TEXT EXCERPT:
%%

Mehta noted that in many abusive relationships, the abuser is much older than the victim and their extended family plays an integral role in their lives.

“You expect a woman to leave all that?” she asked. “It’s almost unheard of in some cultures for women to leave.”

Most therapists who work at shelters say they are careful not to judge a victim.

“I let the person tell her story,” said Mehta. “I don’t give my opinions. I don’t say, ‘I think you should leave.’ If she returns home, I don’t pass judgment.”

She said one of the first things she does when assessing a victim of domestic violence is to create a safety plan for her.

“This entails putting all of your important documents, i.e., birth certificate and Social Security card, all in one easily accessible place, so when you do leave, you can grab your things quickly,” she said.

%%

Copy the excerpt on domestic violence counseling again, starting with "Mehta noted that" and going on through "plan for her.", and change "victim" to "survivor" throughout.

EXTRACTED INFORMATION:
%%

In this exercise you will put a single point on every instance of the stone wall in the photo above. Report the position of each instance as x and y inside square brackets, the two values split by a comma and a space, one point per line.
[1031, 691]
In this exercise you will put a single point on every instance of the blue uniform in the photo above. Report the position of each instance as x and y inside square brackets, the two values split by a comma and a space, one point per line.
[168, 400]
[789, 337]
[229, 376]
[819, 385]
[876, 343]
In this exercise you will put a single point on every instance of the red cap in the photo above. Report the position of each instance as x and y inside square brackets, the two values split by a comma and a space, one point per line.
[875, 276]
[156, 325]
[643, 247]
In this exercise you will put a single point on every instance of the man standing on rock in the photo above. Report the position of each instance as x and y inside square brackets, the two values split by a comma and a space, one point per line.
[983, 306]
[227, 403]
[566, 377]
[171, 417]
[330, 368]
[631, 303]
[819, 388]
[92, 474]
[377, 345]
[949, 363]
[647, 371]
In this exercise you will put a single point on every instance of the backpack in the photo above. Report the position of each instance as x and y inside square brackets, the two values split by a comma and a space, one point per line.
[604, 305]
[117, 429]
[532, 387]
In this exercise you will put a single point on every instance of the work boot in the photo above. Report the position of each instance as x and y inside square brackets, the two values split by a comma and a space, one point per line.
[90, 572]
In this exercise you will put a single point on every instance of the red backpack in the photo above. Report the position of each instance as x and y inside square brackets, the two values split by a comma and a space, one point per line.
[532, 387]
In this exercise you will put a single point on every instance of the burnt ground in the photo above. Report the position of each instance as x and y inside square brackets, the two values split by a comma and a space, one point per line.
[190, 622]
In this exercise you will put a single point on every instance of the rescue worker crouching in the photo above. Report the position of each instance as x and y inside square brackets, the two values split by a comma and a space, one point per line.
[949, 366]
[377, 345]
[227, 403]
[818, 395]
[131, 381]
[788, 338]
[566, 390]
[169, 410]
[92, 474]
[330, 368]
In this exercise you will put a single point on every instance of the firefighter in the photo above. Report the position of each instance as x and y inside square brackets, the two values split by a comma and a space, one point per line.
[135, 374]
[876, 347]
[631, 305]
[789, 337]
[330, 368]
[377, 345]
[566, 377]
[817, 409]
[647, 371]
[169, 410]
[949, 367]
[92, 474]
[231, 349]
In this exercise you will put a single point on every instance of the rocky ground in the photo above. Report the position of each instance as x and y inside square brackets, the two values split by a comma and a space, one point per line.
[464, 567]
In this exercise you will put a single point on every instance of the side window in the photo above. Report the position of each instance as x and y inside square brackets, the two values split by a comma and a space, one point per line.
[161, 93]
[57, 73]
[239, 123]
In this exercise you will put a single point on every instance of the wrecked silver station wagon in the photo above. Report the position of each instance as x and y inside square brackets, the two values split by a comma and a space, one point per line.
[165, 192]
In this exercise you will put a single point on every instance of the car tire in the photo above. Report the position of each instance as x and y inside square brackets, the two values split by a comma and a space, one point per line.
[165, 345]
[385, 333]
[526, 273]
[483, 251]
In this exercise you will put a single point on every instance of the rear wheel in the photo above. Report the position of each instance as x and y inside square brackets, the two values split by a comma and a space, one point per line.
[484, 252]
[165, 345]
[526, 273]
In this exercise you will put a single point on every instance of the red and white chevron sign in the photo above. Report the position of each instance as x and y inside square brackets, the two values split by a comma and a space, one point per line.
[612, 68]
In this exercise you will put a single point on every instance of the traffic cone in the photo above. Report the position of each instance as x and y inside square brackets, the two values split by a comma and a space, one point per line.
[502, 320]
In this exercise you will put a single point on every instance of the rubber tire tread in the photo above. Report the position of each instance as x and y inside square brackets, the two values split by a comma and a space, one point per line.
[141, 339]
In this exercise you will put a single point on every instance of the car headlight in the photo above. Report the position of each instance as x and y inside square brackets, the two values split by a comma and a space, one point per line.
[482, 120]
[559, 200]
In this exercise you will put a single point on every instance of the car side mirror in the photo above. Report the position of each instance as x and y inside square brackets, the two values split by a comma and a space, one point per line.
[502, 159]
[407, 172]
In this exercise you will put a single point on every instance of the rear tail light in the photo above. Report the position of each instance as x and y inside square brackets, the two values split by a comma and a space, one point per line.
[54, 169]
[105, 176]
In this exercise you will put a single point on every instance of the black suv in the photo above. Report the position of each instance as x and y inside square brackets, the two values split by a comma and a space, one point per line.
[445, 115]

%%

EXERCISE SOLUTION:
Mehta noted that in many abusive relationships, the abuser is much older than the survivor and their extended family plays an integral role in their lives.

“You expect a woman to leave all that?” she asked. “It’s almost unheard of in some cultures for women to leave.”

Most therapists who work at shelters say they are careful not to judge a survivor.

“I let the person tell her story,” said Mehta. “I don’t give my opinions. I don’t say, ‘I think you should leave.’ If she returns home, I don’t pass judgment.”

She said one of the first things she does when assessing a survivor of domestic violence is to create a safety plan for her.